Kutipan Sumber:
* * *

بسم
الله الرحمن الرحيم
Fawaid Riyadhush Shalihin (21)
Segala puji bagi Allah Rabbul 'alamin, shalawat dan salam
semoga terlimpah kepada Rasulullah, keluarganya, para sahabatnya, dan orang-orang yang
mengikutinya hingga hari kiamat, amma ba'du:
Berikut Fawaid (Kandungan Hadits)
Riyadhush Shalihin yang banyak kami rujuk dari kitab Syarh
Riyadhush Shalihin karya Syaikh Faishal bin Abdul Aziz An Najdiy, kitab
Bahjatun Nazhirin karya Syaikh Salim bin Ied Al Hilaliy, dan lainnya. Hadits-hadits di dalamnya merujuk kepada kitab Riyadhush
Shalihin, akan tetapi kami mengambil matannya dari kitab-kitab
hadits induk. Semoga Allah Azza wa Jalla menjadikan penyusunan risalah ini
ikhlas karena-Nya dan bermanfaat, Allahumma aamin.

* * *

Data yang Diberikan:
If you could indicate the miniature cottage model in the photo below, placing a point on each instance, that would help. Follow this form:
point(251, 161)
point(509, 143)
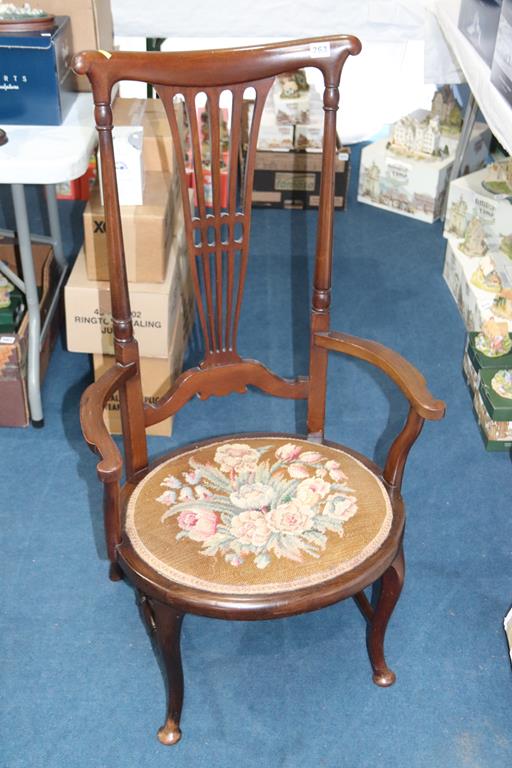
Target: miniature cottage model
point(446, 108)
point(456, 219)
point(417, 137)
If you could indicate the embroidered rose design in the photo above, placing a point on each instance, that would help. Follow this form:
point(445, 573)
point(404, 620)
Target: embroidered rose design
point(260, 503)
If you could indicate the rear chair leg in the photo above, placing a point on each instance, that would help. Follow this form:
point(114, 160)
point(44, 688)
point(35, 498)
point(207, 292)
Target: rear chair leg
point(167, 622)
point(390, 587)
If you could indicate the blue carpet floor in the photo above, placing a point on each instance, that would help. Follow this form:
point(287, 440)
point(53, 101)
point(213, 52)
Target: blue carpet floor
point(80, 683)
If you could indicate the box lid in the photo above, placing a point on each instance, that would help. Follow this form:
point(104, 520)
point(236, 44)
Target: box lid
point(481, 361)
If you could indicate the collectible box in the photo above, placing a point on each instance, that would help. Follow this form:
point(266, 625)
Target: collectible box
point(14, 410)
point(412, 182)
point(35, 76)
point(154, 309)
point(480, 361)
point(478, 22)
point(157, 375)
point(478, 213)
point(91, 28)
point(497, 435)
point(496, 392)
point(292, 179)
point(501, 70)
point(147, 232)
point(127, 143)
point(475, 305)
point(158, 149)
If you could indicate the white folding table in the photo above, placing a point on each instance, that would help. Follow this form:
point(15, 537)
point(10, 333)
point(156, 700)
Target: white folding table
point(44, 155)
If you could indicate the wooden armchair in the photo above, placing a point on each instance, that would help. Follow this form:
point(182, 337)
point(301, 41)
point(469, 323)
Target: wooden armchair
point(252, 526)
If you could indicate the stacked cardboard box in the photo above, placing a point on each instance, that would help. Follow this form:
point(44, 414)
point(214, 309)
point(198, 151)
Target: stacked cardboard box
point(14, 411)
point(157, 267)
point(478, 262)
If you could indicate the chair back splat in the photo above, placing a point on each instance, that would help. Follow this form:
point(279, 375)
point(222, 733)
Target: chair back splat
point(217, 236)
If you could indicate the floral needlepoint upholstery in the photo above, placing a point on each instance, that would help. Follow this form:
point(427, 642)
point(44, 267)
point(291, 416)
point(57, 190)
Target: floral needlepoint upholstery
point(258, 515)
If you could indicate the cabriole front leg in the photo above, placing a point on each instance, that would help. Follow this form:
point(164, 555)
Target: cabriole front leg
point(168, 629)
point(390, 588)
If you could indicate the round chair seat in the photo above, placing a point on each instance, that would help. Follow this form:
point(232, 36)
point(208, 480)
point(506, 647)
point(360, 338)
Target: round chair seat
point(258, 515)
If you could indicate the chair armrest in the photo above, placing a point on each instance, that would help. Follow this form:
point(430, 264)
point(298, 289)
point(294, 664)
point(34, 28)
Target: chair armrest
point(94, 430)
point(406, 376)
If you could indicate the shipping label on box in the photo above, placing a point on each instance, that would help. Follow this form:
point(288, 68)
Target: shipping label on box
point(292, 179)
point(410, 186)
point(147, 231)
point(154, 309)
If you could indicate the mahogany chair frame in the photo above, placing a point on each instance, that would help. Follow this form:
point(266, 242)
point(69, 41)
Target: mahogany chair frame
point(222, 370)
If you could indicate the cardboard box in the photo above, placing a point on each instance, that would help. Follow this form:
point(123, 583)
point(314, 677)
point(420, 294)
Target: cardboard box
point(474, 304)
point(478, 22)
point(14, 409)
point(35, 76)
point(154, 309)
point(292, 179)
point(158, 149)
point(91, 28)
point(147, 232)
point(470, 203)
point(157, 375)
point(414, 187)
point(275, 138)
point(501, 70)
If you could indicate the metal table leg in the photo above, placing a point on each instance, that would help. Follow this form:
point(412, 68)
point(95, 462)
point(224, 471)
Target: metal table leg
point(53, 217)
point(32, 298)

* * *

Yang Harus Dikerjakan:
1. Terjemahkan kalimat dari pengantar Fawaid Riyadhush Shalihin berikut ke dalam bahasa Inggris: "Semoga Allah Azza wa Jalla menjadikan penyusunan risalah ini ikhlas karena-Nya dan bermanfaat, Allahumma aamin."
2. Tulis ulang bagian catatan yang dimulai dari awal catatan dan berakhir pada baris yang memuat "point(417, 137)", termasuk baris tersebut. Ganti "miniature cottage model" dengan "miniature house model", biarkan selebihnya tanpa perubahan, dan jangan sertakan gambar.

Jawaban Akhir:
1. May Allah, the Mighty and Majestic, make the compilation of this treatise sincere for His sake and beneficial. O Allah, amen.

2.
If you could indicate the miniature house model in the photo below, placing a point on each instance, that would help. Follow this form:
point(251, 161)
point(509, 143)
Target: miniature house model
point(446, 108)
point(456, 219)
point(417, 137)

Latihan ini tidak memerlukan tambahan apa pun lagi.